◆ **Brief**:
Starting at the line below that contains "[locate] bird's belly", print each line through the end of the records exactly as it appears.

◆ **Data for this task**:
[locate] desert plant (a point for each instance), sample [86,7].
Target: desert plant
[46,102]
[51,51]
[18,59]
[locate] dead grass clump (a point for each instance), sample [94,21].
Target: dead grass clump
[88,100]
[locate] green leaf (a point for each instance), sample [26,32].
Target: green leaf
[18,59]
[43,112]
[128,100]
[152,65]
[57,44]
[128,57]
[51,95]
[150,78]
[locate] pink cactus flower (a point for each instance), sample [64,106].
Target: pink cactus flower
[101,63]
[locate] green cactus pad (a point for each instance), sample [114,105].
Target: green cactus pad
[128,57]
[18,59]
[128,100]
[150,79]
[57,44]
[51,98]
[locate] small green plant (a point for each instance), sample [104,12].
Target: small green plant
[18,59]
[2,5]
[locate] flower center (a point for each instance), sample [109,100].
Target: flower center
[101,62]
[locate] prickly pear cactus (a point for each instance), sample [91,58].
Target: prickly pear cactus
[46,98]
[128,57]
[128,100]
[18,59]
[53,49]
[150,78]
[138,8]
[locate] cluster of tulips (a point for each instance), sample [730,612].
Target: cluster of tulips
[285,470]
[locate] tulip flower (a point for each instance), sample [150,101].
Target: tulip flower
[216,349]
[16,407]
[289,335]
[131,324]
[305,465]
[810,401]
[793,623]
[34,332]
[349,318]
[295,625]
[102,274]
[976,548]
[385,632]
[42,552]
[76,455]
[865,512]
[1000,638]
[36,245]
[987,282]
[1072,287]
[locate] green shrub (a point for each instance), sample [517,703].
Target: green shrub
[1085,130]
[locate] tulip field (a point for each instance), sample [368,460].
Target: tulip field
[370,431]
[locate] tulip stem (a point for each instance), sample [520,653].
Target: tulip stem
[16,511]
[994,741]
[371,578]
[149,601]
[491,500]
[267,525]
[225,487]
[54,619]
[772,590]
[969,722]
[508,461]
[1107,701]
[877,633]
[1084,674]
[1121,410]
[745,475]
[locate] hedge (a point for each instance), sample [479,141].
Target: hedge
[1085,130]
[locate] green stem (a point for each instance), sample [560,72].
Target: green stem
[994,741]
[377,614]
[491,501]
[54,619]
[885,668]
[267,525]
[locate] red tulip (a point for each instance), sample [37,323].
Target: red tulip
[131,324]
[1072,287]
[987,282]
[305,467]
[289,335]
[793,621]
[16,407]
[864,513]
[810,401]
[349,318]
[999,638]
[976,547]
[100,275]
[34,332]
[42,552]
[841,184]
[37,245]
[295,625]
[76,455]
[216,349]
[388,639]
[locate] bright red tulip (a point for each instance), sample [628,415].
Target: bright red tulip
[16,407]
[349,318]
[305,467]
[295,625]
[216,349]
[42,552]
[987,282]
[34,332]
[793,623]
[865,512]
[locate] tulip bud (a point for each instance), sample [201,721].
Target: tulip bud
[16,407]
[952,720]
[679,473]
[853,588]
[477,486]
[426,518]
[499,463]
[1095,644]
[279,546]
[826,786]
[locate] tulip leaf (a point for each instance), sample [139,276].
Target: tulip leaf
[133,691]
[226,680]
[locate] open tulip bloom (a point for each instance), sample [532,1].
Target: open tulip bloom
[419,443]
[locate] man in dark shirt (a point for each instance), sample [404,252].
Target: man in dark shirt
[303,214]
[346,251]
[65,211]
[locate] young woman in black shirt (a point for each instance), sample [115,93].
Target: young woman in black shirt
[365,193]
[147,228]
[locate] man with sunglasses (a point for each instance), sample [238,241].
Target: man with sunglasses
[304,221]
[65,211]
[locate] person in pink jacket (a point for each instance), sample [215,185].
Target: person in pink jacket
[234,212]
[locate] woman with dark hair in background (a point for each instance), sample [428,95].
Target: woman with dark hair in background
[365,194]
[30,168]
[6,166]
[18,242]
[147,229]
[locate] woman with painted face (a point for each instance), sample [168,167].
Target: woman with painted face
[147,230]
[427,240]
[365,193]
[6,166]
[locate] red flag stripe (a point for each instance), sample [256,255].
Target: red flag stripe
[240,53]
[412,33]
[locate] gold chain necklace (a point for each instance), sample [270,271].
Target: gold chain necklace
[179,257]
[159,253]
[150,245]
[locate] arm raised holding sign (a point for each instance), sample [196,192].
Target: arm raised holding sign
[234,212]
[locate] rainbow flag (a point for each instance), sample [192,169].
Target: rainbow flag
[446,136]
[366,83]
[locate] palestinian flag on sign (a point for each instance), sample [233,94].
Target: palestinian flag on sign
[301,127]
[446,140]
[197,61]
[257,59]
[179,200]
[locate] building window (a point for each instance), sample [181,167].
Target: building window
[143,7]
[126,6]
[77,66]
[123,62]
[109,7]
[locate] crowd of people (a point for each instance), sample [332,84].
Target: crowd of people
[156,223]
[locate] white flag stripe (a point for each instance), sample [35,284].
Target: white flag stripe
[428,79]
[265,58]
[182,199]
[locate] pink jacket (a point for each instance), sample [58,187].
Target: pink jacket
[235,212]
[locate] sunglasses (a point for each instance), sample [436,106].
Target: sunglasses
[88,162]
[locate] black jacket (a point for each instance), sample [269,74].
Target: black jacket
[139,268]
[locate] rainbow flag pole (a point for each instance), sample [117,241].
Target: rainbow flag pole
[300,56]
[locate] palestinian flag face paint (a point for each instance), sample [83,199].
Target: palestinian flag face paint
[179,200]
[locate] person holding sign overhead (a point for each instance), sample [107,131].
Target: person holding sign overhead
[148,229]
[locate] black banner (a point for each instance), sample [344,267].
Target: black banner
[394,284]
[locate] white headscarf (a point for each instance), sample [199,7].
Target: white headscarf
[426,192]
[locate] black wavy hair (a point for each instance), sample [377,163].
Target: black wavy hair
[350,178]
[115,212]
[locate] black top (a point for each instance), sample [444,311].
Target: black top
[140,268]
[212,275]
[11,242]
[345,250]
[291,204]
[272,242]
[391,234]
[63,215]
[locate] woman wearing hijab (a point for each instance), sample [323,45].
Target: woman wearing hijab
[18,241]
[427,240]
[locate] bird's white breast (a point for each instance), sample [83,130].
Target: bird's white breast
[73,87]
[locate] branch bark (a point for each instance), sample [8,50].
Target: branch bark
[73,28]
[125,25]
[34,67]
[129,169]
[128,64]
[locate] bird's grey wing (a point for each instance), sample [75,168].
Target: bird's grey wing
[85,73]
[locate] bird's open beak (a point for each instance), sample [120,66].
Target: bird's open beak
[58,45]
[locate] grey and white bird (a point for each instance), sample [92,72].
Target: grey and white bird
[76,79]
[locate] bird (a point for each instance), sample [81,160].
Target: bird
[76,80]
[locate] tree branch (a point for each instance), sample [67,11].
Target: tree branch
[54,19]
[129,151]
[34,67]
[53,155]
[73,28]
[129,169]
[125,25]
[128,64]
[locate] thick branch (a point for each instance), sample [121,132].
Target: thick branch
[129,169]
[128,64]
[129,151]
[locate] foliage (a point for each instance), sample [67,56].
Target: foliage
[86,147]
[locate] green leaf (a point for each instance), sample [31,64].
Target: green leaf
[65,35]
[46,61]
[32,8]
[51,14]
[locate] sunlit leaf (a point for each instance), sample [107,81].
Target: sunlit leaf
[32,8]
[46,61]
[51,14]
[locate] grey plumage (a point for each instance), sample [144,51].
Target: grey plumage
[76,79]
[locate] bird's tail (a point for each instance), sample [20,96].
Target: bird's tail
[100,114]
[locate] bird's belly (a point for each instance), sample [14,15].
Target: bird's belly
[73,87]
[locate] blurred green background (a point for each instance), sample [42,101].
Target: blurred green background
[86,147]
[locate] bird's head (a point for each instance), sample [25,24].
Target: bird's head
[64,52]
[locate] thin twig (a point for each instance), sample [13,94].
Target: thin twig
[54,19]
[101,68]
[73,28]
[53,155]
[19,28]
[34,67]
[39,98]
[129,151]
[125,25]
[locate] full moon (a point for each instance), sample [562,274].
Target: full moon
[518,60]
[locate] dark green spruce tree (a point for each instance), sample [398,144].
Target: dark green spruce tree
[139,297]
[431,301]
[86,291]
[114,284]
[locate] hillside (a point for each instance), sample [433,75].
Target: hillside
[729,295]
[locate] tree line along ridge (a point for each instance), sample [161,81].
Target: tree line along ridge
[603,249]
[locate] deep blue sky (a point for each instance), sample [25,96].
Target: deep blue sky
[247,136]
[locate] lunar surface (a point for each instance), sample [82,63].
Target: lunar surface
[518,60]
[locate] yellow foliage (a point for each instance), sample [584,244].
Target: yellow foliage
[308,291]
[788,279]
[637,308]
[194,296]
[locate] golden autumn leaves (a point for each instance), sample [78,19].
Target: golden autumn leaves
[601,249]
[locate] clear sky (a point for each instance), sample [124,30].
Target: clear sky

◆ **The response**:
[locate] bird's belly (a point for each instance), sample [14,15].
Target: bird's belly
[73,87]
[locate] blurred green background (a point for each instance), sample [42,101].
Target: blurred green background
[86,147]
[locate] bird's head (a point for each instance), sample [25,24].
Target: bird's head
[64,52]
[locate] thin twig (a point for each instance), sample [13,94].
Target: thin twig
[54,19]
[101,68]
[73,28]
[53,155]
[19,28]
[34,67]
[39,98]
[129,151]
[125,25]
[locate] full moon (a point for each instance), sample [562,274].
Target: full moon
[518,60]
[locate] dark green spruce tree (a point for each instance), sample [398,144].
Target: dark green spruce tree
[139,297]
[431,301]
[86,291]
[114,284]
[locate] hillside (a point for each instance), sample [433,75].
Target: hillside
[729,295]
[locate] tree line along ridge (a point for each instance), sample [161,81].
Target: tree line along ridge
[603,249]
[locate] deep blue sky (a point for each instance), sample [25,96].
Target: deep blue sky
[247,136]
[locate] lunar surface (a point for each instance), sample [82,63].
Target: lunar surface
[518,60]
[locate] yellow foliage (a point for each instance), sample [584,244].
Target: yellow foliage
[308,291]
[788,279]
[637,308]
[194,296]
[locate] golden autumn leaves (a point for each instance), sample [78,19].
Target: golden autumn leaves
[601,249]
[locate] clear sky (a point for each instance), sample [124,30].
Target: clear sky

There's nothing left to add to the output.